*** Opening of DATA EXCERPTS ***
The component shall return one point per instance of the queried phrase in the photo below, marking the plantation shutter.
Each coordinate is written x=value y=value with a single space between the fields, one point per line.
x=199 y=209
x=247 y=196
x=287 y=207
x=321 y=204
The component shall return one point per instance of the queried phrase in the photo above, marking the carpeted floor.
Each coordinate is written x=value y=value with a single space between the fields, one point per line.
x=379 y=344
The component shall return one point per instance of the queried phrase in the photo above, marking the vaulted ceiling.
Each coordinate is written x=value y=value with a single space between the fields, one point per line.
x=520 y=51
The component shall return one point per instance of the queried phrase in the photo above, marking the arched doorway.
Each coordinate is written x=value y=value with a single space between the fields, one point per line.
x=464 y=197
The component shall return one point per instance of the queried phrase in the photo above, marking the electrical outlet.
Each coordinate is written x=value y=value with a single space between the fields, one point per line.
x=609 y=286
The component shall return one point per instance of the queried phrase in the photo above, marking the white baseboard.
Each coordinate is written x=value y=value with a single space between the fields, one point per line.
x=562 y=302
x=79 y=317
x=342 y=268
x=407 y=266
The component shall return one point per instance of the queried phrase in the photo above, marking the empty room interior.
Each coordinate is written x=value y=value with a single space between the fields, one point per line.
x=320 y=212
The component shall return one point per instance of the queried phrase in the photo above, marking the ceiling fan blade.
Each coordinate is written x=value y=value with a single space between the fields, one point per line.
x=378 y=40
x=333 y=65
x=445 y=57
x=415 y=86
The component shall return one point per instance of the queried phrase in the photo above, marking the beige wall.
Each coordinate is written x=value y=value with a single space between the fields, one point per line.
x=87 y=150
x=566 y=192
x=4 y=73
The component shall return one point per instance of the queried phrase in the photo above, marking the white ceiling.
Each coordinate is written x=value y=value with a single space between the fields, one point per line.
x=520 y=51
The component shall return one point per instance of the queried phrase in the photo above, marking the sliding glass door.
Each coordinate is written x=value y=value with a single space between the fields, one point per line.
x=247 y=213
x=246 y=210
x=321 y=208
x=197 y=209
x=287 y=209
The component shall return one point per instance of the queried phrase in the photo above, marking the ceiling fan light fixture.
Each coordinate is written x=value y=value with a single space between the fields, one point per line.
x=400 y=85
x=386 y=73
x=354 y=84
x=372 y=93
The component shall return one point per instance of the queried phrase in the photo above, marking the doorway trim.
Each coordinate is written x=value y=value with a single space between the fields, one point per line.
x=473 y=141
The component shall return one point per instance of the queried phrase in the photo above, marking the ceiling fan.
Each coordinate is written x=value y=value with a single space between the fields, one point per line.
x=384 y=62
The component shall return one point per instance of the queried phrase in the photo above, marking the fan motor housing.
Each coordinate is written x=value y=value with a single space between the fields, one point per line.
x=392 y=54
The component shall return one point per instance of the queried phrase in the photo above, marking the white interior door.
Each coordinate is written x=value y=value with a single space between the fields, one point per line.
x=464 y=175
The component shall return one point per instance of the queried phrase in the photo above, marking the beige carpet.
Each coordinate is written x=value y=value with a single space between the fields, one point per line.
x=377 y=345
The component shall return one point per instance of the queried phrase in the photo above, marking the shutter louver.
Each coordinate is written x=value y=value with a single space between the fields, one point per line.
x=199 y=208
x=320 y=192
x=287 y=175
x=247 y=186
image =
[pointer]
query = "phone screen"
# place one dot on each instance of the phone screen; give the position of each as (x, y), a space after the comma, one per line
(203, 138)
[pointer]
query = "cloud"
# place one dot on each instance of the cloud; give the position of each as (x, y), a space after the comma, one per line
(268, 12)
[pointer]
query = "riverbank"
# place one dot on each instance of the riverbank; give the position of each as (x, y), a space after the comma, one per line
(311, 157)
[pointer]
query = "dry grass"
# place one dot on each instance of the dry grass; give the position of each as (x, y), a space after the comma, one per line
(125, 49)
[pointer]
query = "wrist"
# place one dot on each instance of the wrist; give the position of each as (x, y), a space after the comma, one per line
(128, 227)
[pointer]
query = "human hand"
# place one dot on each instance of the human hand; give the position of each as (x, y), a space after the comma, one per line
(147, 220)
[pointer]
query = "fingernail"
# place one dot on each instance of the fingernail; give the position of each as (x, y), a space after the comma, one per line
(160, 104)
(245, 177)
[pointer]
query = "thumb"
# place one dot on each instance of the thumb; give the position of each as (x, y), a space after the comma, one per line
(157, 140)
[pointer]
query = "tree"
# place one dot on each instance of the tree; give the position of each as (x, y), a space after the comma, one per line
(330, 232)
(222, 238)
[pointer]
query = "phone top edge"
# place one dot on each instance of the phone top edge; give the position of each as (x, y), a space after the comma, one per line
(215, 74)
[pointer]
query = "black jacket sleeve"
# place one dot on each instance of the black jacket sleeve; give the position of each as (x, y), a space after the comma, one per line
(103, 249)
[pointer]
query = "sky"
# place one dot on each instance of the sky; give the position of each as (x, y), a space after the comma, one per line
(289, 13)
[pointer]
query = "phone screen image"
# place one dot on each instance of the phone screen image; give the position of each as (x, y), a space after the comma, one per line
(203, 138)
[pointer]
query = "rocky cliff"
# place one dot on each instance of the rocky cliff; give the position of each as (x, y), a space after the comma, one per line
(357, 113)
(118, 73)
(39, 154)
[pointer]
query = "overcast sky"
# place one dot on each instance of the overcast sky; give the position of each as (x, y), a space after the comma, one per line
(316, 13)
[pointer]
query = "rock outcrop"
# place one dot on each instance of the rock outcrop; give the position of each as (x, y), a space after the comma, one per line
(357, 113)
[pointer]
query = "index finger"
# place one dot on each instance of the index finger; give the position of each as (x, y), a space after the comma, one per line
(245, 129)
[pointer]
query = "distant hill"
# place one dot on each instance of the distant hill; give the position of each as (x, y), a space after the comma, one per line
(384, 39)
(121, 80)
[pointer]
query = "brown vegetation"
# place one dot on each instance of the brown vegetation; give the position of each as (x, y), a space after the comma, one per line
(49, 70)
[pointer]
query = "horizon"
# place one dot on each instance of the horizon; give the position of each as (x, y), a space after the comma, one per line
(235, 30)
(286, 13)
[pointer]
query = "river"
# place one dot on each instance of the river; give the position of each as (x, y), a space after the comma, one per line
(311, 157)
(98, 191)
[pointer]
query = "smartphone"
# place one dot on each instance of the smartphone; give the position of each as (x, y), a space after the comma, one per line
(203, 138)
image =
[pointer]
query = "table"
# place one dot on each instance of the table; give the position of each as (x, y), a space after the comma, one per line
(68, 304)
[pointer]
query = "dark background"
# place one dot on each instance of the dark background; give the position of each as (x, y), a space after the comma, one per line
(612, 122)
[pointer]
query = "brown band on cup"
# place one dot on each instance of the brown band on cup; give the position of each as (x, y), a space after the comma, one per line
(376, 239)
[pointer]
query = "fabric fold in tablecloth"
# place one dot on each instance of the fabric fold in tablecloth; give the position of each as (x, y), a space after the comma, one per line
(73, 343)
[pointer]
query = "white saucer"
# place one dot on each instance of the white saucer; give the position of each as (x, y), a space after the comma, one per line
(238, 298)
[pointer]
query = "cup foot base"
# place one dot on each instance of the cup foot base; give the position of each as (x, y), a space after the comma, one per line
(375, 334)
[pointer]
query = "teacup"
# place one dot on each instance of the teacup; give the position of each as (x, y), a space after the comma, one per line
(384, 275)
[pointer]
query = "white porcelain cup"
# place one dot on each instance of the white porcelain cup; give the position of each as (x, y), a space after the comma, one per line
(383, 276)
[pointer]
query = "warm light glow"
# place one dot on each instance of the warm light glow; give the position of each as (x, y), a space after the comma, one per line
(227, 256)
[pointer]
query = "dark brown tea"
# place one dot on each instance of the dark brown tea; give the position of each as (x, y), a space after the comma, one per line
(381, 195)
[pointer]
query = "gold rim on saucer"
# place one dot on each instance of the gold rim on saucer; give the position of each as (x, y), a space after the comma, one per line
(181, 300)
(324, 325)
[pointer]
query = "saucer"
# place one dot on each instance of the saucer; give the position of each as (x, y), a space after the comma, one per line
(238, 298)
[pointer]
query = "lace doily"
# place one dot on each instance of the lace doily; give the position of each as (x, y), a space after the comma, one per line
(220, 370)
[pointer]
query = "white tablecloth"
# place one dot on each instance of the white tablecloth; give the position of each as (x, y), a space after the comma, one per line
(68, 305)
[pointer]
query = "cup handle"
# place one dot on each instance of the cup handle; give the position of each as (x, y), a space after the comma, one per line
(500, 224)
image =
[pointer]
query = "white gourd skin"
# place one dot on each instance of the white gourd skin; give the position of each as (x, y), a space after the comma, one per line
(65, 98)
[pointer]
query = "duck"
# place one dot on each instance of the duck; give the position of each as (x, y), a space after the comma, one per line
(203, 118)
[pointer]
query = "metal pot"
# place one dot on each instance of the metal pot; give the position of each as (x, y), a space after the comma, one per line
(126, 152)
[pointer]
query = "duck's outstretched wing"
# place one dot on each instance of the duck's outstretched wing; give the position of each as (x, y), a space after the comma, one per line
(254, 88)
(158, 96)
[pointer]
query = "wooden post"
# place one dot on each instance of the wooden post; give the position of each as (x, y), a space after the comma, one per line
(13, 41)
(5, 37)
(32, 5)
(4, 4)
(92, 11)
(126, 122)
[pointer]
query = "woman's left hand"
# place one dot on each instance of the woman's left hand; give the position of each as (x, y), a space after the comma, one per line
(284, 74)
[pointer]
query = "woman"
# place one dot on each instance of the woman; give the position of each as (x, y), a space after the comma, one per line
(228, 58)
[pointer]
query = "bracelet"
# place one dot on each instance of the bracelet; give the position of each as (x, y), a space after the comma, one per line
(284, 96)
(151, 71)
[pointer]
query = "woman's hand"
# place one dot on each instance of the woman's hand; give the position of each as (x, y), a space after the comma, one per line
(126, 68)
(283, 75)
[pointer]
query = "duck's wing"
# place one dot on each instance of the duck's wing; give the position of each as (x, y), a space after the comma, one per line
*** Close of DATA EXCERPTS ***
▶ DIRECTIONS
Across the data above, how many lines include the word "doorway"? Give only the number.

▶ WORKED SOLUTION
2